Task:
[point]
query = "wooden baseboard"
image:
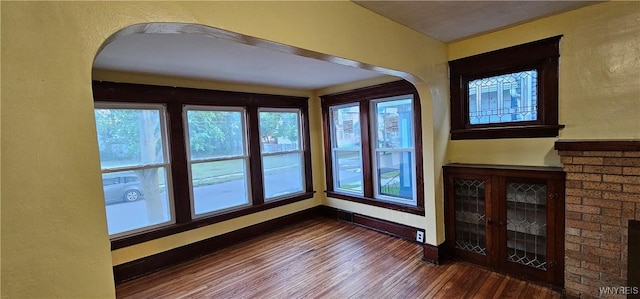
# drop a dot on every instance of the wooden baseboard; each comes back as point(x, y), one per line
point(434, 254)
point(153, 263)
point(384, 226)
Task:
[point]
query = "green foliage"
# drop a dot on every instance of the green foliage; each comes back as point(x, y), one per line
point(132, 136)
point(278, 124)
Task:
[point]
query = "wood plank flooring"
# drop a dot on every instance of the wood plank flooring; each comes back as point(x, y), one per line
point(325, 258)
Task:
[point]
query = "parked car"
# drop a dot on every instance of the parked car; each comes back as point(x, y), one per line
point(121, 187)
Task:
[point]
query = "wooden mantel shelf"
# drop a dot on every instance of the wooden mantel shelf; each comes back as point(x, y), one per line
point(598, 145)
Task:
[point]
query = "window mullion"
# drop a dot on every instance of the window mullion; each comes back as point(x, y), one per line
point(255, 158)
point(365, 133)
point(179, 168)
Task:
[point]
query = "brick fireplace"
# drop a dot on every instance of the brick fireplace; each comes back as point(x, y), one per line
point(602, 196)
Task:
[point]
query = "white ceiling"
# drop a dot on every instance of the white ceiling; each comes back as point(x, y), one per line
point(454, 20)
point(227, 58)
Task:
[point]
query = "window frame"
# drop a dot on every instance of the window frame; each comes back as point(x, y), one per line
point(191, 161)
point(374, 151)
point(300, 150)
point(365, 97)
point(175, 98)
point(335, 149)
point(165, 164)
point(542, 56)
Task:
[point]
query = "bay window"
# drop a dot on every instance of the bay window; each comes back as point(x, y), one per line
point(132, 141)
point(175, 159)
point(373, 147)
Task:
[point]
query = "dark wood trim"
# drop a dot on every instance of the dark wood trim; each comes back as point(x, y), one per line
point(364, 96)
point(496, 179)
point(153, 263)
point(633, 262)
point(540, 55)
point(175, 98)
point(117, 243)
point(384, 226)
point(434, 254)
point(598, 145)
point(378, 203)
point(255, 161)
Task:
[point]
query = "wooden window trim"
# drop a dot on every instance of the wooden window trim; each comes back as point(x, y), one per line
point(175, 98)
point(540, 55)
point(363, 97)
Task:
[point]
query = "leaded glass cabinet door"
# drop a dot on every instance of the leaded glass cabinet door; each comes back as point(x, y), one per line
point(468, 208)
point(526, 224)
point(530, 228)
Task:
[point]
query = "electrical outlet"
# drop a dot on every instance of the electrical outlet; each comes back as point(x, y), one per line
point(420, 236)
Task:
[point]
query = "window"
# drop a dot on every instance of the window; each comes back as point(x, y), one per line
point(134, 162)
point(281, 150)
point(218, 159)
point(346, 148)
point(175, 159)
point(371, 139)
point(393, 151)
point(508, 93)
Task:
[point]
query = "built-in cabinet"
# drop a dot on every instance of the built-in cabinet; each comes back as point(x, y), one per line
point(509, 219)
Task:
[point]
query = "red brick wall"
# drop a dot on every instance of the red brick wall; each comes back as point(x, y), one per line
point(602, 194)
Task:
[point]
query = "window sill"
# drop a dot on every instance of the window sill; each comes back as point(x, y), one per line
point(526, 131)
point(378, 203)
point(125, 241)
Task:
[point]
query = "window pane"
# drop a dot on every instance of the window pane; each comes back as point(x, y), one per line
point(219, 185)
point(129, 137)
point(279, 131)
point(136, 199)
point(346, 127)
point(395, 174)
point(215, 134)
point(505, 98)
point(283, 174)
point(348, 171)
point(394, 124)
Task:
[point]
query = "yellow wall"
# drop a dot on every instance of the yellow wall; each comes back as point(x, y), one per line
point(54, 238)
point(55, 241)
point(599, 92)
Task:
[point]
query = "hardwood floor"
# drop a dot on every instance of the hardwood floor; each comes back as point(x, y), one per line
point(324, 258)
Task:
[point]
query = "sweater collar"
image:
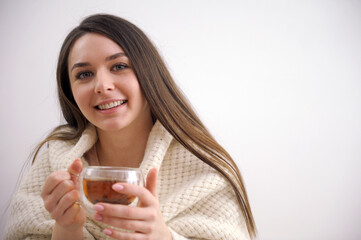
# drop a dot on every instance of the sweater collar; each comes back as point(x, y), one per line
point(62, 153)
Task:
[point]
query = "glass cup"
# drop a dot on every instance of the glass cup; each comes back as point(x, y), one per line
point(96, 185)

......

**Stated task**
Reproduce the material as a numbered list, covering the stretch from its first line through the line containing "point(325, 258)". Omit blank lines and leave out the pictures.

**Answer in full**
1. Task:
2. [point]
3. query = "wooden baseboard"
4. image:
5. # drop a dot on every instance of the wooden baseboard; each comes back as point(x, y), one per line
6. point(434, 254)
7. point(153, 263)
8. point(384, 226)
9. Task:
10. [point]
11. query = "green foliage"
12. # drop a dot on every instance of the green foliage; each comes back as point(x, y), one per line
13. point(132, 136)
14. point(278, 124)
15. Task:
16. [point]
17. query = "wood plank flooring"
18. # drop a dot on every instance of the wood plank flooring; each comes back as point(x, y), one per line
19. point(325, 258)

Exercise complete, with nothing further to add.